__What you will do__: Quote the items below word for word, from their very first line through the line containing "POLYGON ((242 160, 242", both ends included.

__Data in this exercise__:
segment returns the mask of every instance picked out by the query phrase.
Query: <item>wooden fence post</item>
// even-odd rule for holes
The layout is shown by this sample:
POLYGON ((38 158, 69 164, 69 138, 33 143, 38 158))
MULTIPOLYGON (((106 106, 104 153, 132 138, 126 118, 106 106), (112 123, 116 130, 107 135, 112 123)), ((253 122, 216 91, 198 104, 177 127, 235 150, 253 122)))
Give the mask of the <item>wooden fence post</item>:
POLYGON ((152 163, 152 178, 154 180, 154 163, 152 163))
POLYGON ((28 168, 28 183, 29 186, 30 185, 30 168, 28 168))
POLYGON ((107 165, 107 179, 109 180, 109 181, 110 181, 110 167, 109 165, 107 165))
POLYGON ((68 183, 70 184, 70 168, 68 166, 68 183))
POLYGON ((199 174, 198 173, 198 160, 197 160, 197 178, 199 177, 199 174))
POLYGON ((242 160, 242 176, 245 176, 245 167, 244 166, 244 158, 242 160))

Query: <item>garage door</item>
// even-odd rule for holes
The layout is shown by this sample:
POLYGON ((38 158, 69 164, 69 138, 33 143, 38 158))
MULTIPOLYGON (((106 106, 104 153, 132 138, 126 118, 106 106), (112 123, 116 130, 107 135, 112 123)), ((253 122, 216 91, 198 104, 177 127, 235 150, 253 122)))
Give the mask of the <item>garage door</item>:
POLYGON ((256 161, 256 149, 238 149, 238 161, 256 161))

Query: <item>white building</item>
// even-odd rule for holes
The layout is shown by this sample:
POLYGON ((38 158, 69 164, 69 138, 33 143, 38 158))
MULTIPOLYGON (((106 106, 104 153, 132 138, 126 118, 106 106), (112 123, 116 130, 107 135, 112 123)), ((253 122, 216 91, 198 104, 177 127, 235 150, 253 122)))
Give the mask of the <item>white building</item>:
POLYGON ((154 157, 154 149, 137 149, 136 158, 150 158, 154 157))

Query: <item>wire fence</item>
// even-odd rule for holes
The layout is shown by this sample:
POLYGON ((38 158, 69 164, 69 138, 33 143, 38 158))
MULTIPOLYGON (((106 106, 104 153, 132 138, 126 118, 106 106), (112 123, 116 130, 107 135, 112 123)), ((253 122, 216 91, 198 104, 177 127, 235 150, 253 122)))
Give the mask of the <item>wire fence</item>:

__Reply to the task__:
segment returns the mask of every instance picked out by the query phrase.
Query: <item>wooden fence post</item>
// even-odd rule for holes
The layout is shown by this sample:
POLYGON ((38 158, 69 164, 69 138, 33 143, 38 158))
MULTIPOLYGON (((106 106, 104 153, 132 138, 126 118, 106 106), (112 123, 116 130, 107 135, 112 123)), ((253 122, 216 91, 198 104, 177 127, 235 150, 253 122)))
Give the mask of the <item>wooden fence post</item>:
POLYGON ((152 163, 152 178, 154 180, 154 163, 152 163))
POLYGON ((28 168, 28 183, 29 186, 30 185, 30 168, 28 168))
POLYGON ((107 165, 107 179, 109 180, 109 181, 110 181, 110 167, 109 165, 107 165))
POLYGON ((68 183, 70 184, 70 168, 68 166, 68 183))
POLYGON ((199 174, 198 173, 198 160, 197 160, 197 178, 199 177, 199 174))
POLYGON ((242 160, 242 176, 245 176, 245 167, 244 166, 244 158, 242 160))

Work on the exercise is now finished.